- [SUPPLIED RECORDS]
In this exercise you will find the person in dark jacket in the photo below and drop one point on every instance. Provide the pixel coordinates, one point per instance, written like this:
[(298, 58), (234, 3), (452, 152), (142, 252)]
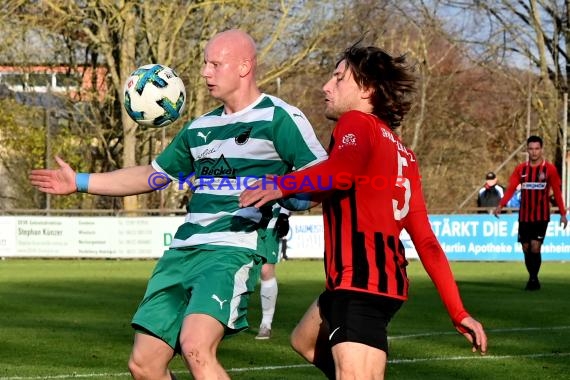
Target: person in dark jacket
[(491, 194)]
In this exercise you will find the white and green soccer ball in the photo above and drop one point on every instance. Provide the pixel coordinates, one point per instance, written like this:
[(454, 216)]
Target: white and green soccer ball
[(154, 95)]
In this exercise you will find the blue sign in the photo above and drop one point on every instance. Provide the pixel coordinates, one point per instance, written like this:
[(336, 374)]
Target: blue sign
[(484, 237)]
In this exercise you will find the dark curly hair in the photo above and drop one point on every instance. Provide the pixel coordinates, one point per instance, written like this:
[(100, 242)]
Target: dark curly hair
[(390, 78)]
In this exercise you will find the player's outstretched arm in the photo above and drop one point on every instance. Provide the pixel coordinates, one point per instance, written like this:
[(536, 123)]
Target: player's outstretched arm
[(59, 181), (121, 182), (475, 334)]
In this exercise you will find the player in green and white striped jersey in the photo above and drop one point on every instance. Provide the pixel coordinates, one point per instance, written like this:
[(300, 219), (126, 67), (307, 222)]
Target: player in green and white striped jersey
[(223, 153)]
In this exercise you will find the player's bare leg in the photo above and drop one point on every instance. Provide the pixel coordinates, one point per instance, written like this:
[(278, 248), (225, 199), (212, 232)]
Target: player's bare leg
[(268, 292), (533, 261), (310, 340), (358, 361), (149, 358), (199, 339)]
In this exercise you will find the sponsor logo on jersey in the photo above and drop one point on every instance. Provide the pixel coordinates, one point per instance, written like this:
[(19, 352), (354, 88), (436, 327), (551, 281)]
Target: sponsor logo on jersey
[(217, 168), (218, 300), (243, 137)]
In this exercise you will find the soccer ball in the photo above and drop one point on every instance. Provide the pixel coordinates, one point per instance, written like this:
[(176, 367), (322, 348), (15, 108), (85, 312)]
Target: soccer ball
[(154, 96)]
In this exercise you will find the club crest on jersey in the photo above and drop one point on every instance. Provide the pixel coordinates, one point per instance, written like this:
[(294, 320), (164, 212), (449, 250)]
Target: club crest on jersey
[(243, 137)]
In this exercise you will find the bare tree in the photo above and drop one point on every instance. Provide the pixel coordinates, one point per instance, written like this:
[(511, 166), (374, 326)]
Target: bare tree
[(121, 35)]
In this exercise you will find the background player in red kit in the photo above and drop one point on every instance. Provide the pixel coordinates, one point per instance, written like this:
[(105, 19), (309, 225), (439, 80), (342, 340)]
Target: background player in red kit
[(536, 177), (376, 193)]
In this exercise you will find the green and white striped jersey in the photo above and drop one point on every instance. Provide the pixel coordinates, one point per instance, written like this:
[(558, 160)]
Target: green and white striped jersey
[(217, 155)]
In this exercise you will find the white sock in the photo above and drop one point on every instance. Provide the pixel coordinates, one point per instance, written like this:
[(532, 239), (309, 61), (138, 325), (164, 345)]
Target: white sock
[(268, 293)]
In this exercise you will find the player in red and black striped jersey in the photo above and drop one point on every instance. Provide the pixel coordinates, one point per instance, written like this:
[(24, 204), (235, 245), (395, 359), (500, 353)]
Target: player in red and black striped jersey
[(371, 190), (537, 178)]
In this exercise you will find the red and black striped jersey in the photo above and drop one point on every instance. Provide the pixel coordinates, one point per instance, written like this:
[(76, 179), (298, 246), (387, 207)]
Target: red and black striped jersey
[(375, 192), (536, 182)]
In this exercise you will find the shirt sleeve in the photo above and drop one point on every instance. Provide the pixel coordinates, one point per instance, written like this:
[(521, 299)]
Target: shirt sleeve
[(350, 149), (555, 182)]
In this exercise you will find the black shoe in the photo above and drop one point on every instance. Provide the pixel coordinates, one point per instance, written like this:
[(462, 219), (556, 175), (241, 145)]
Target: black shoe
[(532, 284)]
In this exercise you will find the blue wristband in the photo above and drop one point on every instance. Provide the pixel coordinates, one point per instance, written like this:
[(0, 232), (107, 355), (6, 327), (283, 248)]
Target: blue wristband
[(298, 202), (82, 182)]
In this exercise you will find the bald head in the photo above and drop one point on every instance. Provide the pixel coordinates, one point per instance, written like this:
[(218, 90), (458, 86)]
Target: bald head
[(236, 43), (229, 69)]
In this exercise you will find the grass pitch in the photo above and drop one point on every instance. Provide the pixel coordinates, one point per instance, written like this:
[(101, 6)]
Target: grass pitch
[(69, 319)]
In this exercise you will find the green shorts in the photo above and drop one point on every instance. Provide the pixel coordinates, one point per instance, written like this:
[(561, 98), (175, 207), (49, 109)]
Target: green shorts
[(197, 281)]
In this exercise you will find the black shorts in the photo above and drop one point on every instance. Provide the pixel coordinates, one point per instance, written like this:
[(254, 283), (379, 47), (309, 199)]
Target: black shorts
[(358, 317), (532, 231)]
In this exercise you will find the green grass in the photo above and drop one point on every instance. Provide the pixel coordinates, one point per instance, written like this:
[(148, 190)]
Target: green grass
[(64, 319)]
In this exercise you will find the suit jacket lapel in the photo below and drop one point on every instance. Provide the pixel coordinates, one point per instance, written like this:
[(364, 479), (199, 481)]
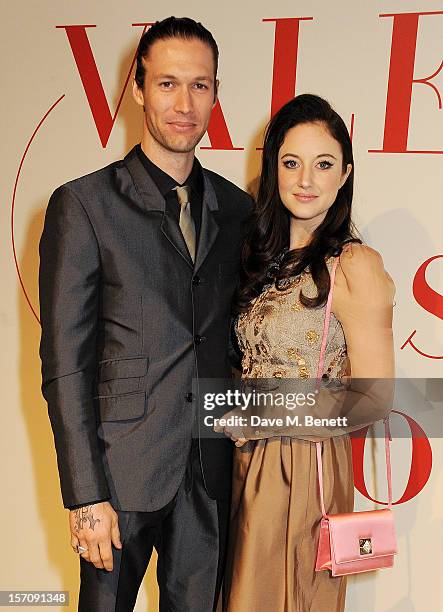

- [TASK DESCRIPTION] Rewrite all of the lines above as a numbered list, skipping any blank lines and leaving out the pictures.

- [SOLUTION TO THE PROBLEM]
1. In this exercise you will find the person in dark jacket in the photo below and drop one point on every instance. Provide the pixel coordinates, one point per instance, written like this:
2. [(298, 58), (234, 3), (452, 152), (142, 252)]
3. Target: person in dark jacket
4. [(491, 194)]
5. In this exercise you will find the white and green soccer ball in the photo above and drop one point on every instance. Provide the pixel coordinates, one point per instance, written like this:
6. [(454, 216)]
7. Target: white and green soccer ball
8. [(154, 95)]
9. In this exercise you will find the blue sign in the photo above and drop one point on every instance. Provide the pixel coordinates, one point per instance, written like this:
10. [(336, 374)]
11. Target: blue sign
12. [(484, 237)]
13. In this exercise you will find the dark curly hair in the photo above and drop one point on every instance. Provide the pixel coordinates, one point per instance, written like this:
14. [(100, 242)]
15. Target: dark curly hair
16. [(390, 78)]
17. In this exercise you will find the player's outstretched arm in the photo above and drop one point on every instance. Provide the pixel coordinates, one point per instance, written like this:
18. [(536, 123)]
19. Target: player's outstretched arm
20. [(59, 181), (121, 182), (475, 334)]
21. In this exercise you will find the player in green and white striped jersey in the photo above and drop one point on every instance. Provide the pixel coordinates, one point per instance, written like this:
22. [(300, 219), (126, 67), (307, 222)]
23. Target: player in green and white striped jersey
24. [(223, 153)]
25. In this exercise you will find the player's bare leg in the photo above and drop one point on every instance. Provide the pixel coordinates, one point per instance, written like this:
26. [(278, 248), (225, 199), (212, 232)]
27. Target: player's bare leg
28. [(268, 292), (533, 261), (310, 340), (358, 361), (149, 358), (199, 339)]
29. In this exercise you will find the sponsor logo on jersey in the photo above and drop one point on every instance. Provide the pixel coordinates, one point per instance, written like this:
30. [(19, 352), (354, 88), (436, 327), (551, 281)]
31. Target: sponsor logo on jersey
32. [(217, 168), (218, 300), (243, 137)]
33. In this exercise you will find the soccer ball in the photo above and drop one point on every instance. Provide the pixel coordinates, one point per instance, written like this:
34. [(176, 367), (322, 348), (15, 108), (85, 312)]
35. Target: soccer ball
36. [(154, 96)]
37. In this exercise you will find the club crest on jersey in the photo above and drop one point on every instance. Provide the pixel coordinates, one point per instance, written like this:
38. [(294, 320), (164, 212), (449, 250)]
39. Target: club crest on jersey
40. [(243, 137)]
41. In this exercise you will find the bare tree in the photo above and drop one point on every instance. Provide the pixel coordinates, one point per instance, written like this:
42. [(511, 166), (374, 326)]
43. Target: bare tree
44. [(121, 35)]
45. In this exercise you will find the background player in red kit in the photo above and drop one point on every instance. Provide the pixel coordinates, one point per instance, written like this:
46. [(105, 19), (309, 225), (439, 80), (342, 340)]
47. Target: background player in red kit
48. [(536, 177), (376, 193)]
49. In this exercise you will find the green and white striped jersey in the photo above and drop one point on every instance. Provide the pixel coordinates, one point per instance, written like this:
50. [(558, 160)]
51. Target: green and white striped jersey
52. [(217, 155)]
53. In this exercise you will find the white sock in the photo above and drop one point on every instance. Provide the pixel coordinates, one point per instance, written like this:
54. [(532, 239), (309, 61), (138, 325), (164, 345)]
55. Target: white sock
56. [(268, 293)]
57. In this exercise you will find the player in red and black striped jersey in the photo above and drop one point on every instance. Provide the pixel coordinates, one point per instance, written like this:
58. [(24, 204), (235, 245), (395, 359), (500, 353)]
59. Target: player in red and black striped jersey
60. [(371, 190), (537, 178)]
61. In this exercise you will find the red and black striped jersey in the photo above and drop one point on every instance. Provide the pixel coordinates, one point per instance, written like this:
62. [(76, 179), (298, 246), (387, 207)]
63. Target: red and black striped jersey
64. [(375, 192), (536, 182)]
65. In this exercise you will find the shirt sleeve in the photo above and drop one point on every instance. Provide the pixel coordinates, one point per instance, written like this:
66. [(521, 299)]
67. Target: shirt sleeve
68. [(350, 149), (555, 182)]
69. In this exercise you will find the black shoe in the photo above and drop one point on every instance. Provide the pixel coordinates, one point per instance, written like this:
70. [(462, 219), (556, 175), (241, 145)]
71. Target: black shoe
72. [(532, 284)]
73. In this exercise you will find the blue wristband in the photo above and drop one point on every instance. Provide the pixel coordinates, one point per instance, written like this:
74. [(0, 232), (107, 355), (6, 327), (283, 248)]
75. Target: blue wristband
76. [(298, 202), (82, 182)]
77. In this exercise you will find the bald head in the photo above and drop one point on every instance. Provide the pixel coordinates, one point per instance, written like this:
78. [(218, 90), (458, 86)]
79. Target: bald head
80. [(236, 43), (229, 69)]
81. In this exercise you will find the grass pitch in the photo above and drop one point on every instance. Provide the pixel coordinates, one point per instance, written like this:
82. [(101, 6)]
83. Target: grass pitch
84. [(69, 319)]
85. In this exercise you will find the green shorts in the photo above and drop one point on every instance. Provide the pixel coordinates, one point per instance, written like this:
86. [(561, 98), (175, 207), (49, 109)]
87. Target: green shorts
88. [(197, 281)]
89. In this exercise you will find the black shorts in the photo above and drop one point on every instance. Provide the pixel coordinates, one point per instance, written like this:
90. [(254, 283), (379, 47), (309, 199)]
91. Target: black shorts
92. [(358, 317), (532, 231)]
93. In this exercise you will find the green grass in the photo above and drop one point on every instance. Provide the pixel coordinates, one point per instance, written like this:
94. [(148, 190)]
95. Target: green grass
96. [(64, 319)]
97. In this exercise you will find the suit jacket lapel in the photo below and drop one point on every instance. Provide the pixel coordinates, one point per instance, written like this:
98. [(364, 479), (199, 481)]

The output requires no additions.